>>>>

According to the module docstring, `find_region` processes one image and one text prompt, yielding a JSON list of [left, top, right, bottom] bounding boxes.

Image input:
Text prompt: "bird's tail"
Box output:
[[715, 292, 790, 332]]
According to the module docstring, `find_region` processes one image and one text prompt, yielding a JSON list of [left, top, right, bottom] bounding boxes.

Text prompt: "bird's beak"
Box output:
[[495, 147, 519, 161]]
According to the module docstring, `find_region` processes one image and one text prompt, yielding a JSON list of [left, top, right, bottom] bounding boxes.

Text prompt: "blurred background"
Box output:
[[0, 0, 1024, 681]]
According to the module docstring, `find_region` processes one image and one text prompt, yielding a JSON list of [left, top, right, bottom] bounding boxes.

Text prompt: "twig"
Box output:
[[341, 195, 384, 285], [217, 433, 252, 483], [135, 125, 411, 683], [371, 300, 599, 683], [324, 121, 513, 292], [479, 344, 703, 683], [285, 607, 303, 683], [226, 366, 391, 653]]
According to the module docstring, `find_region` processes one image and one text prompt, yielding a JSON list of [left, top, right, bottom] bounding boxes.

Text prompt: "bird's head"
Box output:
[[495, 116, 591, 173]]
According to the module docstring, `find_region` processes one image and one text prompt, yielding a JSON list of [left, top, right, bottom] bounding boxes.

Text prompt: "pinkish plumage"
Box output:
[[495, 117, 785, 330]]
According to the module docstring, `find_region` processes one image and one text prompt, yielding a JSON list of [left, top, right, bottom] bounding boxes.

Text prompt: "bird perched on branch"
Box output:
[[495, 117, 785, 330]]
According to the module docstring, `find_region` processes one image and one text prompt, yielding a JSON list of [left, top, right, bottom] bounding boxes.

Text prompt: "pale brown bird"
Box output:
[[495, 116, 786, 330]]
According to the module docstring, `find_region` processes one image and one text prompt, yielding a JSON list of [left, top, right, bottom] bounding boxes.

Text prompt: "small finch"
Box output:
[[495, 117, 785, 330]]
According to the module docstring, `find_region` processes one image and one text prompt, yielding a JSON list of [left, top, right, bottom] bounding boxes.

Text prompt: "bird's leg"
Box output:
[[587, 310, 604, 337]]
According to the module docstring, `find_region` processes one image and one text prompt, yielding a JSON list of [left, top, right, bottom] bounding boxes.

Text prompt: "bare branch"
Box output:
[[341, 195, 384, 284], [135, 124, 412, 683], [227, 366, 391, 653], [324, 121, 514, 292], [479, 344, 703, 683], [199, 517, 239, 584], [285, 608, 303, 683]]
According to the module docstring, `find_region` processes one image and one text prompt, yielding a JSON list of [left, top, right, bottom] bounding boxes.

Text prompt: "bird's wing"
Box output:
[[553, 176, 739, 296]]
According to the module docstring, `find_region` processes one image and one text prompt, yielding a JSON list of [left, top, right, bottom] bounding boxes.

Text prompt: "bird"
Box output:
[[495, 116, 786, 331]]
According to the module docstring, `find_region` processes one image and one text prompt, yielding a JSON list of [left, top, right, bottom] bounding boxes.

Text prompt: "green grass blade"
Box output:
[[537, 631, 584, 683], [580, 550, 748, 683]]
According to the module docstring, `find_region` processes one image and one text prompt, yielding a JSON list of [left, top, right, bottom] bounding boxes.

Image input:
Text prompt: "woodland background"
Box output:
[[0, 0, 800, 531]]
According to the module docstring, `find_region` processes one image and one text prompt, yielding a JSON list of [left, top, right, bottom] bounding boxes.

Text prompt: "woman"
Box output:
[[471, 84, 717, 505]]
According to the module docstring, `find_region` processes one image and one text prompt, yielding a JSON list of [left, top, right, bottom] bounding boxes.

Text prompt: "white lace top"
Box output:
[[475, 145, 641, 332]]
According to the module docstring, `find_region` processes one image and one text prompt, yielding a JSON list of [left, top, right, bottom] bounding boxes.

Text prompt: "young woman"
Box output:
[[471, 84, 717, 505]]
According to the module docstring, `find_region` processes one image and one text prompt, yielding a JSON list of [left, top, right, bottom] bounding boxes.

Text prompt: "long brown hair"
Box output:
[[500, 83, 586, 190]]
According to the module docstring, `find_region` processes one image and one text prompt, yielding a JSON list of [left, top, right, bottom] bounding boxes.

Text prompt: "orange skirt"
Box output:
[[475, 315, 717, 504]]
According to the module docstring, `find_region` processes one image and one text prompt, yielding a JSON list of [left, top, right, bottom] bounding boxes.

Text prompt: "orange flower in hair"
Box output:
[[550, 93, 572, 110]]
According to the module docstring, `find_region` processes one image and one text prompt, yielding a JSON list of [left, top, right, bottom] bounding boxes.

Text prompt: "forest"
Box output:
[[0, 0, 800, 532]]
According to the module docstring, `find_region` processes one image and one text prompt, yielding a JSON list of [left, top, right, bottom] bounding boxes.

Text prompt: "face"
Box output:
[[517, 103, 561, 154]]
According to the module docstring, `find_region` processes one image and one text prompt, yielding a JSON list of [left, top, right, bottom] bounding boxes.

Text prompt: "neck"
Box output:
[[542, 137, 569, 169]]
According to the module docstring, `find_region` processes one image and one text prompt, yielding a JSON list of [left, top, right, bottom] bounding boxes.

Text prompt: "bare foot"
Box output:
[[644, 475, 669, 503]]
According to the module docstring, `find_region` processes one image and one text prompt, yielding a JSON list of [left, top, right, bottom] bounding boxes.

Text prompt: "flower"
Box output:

<<<<

**TASK DESCRIPTION**.
Scale every box coordinate in the answers by 1.55, rounding each result to a whole number with halves rounded up. Rewrite all lines starting at the beginning of the records and ending at the line that contains "366, 391, 653]]", keeping all other text as it is and giving nothing past that line.

**RESULT OF THIS EXERCISE**.
According to the module docstring, `find_region` processes one image and one text prompt, yielding a JSON list of [left, top, right, bottom] bounding boxes.

Image input:
Text prompt: "bird's tail"
Box output:
[[1108, 453, 1225, 515]]
According to the module docstring, `find_region` processes one image and one text prompt, yielding a JSON list of [left, top, right, bottom] bounding boxes.

Text prompt: "bird's beak"
Box output:
[[767, 228, 804, 250]]
According to the module docstring, `find_region` processes one image and one text prompt, yielding a JSON list of [left, top, right, bottom] bounding boxes.

Text prompt: "blurred background"
Box output:
[[0, 0, 1587, 1056]]
According to the module docstring, `find_region` processes one image and one text prompt, yielding a JSON list of [left, top, right, bottom] bounding boxes.

Text prompt: "twig"
Box output:
[[529, 302, 595, 442], [336, 671, 391, 749], [209, 194, 637, 1059], [575, 465, 928, 1059], [502, 188, 795, 453], [742, 533, 1090, 1059], [442, 941, 470, 1059], [350, 567, 606, 1012]]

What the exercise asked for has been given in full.